• Texto extraído:
--

Portanto, temos bastante oportunidade de desenvolvimento do cenário regulatório para promover a inovação e o acesso a produtos que trarão benefícios à saúde da população brasileira, e creio que a regulamentação futura sobre alimentos para fins médicos será um passo importante nessa direção.
2. Como manejar o cenário regulatório nacional frente ao internacional?
Quanto mais sinergia o cenário regulatório nacional tiver frente ao internacional, menos barreiras regulatórias serão impostas, facilitando a entrada no país de alimentos importantes, como aqueles para fins médicos destinados a terapias nutricionais especializadas, que já são consolidados em mercados internacionais, por exemplo.
Mas, para chegar nesta etapa, manter um diálogo aberto e transparente com órgãos como a ANVISA (Agência Nacional de Vigilância Sanitária) pode auxiliar as empresas a entenderem as diretrizes atuais e criar espaço para uma conversa produtiva e que favoreça o acesso de nutrição especializada à população brasileira.
A ABIAD já se posiciona na vanguarda deste movimento junto à ANVISA, promovendo conversas com o órgão sobre as demandas do setor e contribuindo ativamente para chegar nos melhores resultados e alinhados ao que já se aplica no cenário regulatório internacional, sempre que possível.

--

• Itens fornecidos:
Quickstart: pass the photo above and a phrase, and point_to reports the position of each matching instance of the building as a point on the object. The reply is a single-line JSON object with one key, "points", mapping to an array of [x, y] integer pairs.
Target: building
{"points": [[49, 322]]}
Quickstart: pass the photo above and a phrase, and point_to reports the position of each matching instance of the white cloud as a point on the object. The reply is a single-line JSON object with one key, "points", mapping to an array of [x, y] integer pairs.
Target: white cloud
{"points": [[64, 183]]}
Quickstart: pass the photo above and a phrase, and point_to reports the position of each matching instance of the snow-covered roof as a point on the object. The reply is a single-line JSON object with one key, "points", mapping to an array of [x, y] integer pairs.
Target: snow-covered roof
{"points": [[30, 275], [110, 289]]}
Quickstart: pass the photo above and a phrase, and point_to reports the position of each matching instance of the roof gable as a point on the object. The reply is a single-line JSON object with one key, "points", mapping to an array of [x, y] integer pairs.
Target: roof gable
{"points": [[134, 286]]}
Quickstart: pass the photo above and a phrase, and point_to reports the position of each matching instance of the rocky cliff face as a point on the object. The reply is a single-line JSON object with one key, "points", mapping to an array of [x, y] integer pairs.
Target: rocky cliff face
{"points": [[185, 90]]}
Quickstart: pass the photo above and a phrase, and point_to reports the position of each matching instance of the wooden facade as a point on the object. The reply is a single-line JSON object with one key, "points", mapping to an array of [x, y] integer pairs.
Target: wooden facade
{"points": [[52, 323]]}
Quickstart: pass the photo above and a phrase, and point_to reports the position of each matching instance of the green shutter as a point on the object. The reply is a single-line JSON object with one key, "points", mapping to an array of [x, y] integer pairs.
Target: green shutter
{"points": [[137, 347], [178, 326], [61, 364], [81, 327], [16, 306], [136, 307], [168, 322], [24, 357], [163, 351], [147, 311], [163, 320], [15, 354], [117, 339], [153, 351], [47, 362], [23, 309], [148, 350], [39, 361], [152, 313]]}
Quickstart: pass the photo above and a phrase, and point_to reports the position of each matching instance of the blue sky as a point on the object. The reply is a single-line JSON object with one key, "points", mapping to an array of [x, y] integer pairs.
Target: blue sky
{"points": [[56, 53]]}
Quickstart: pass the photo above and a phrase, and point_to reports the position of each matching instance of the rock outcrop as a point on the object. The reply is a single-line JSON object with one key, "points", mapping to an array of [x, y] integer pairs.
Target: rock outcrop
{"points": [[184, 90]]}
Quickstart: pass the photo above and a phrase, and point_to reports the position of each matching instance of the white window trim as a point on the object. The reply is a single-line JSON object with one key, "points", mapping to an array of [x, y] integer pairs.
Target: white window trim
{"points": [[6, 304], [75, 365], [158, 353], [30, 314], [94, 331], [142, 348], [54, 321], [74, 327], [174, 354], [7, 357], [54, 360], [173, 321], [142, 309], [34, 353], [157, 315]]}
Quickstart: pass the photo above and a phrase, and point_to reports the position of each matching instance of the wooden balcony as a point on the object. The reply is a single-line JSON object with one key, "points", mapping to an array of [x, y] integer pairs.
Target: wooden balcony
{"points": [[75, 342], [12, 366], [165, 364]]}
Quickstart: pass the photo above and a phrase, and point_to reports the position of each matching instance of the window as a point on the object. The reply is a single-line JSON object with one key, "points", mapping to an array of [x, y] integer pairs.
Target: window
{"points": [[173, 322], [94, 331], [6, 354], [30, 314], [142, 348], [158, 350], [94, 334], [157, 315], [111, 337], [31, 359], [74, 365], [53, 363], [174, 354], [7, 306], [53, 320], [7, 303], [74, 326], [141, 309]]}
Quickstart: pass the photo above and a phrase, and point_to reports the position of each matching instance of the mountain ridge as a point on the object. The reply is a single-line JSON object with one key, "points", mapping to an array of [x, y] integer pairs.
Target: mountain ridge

--

• Tarefa: Dê continuidade ao texto sobre a regulação de alimentos para fins médicos no Brasil a partir do ponto em que ele termina. Os itens não têm nenhum papel nesta atividade.

• Resposta escrita:
Há de se destacar que recentemente a ANVISA tem sinalizado intenção de convergência regulatória com legislações e referências internacionais, como visto no reconhecimento de Autoridades Reguladoras Estrangeiras Equivalentes (AREE) dada pela Instrução Normativa nº 344/25. Ainda existem oportunidades para ampliação do escopo da norma e das categorias nela abrangidas, mas iniciativas como esta geram otimização de processo, celeridade, maior confiança sobre o cenário regulatório brasileiro e, em última instância, maior probabilidade de investimentos no país.
3. Quais as alternativas que as empresas trabalham em relação às barreiras regulatórias?
É importante atuar como setor, por meio de associações com voz ativa para conversas abertas com órgãos reguladores, de modo a deixar claros os desafios enfrentados e propor sugestões de melhoria ao arcabouço regulatório atual. Mas este é um processo que demanda tempo, priorização e abertura e análise de impacto regulatório bem executado para que o resultado seja positivo.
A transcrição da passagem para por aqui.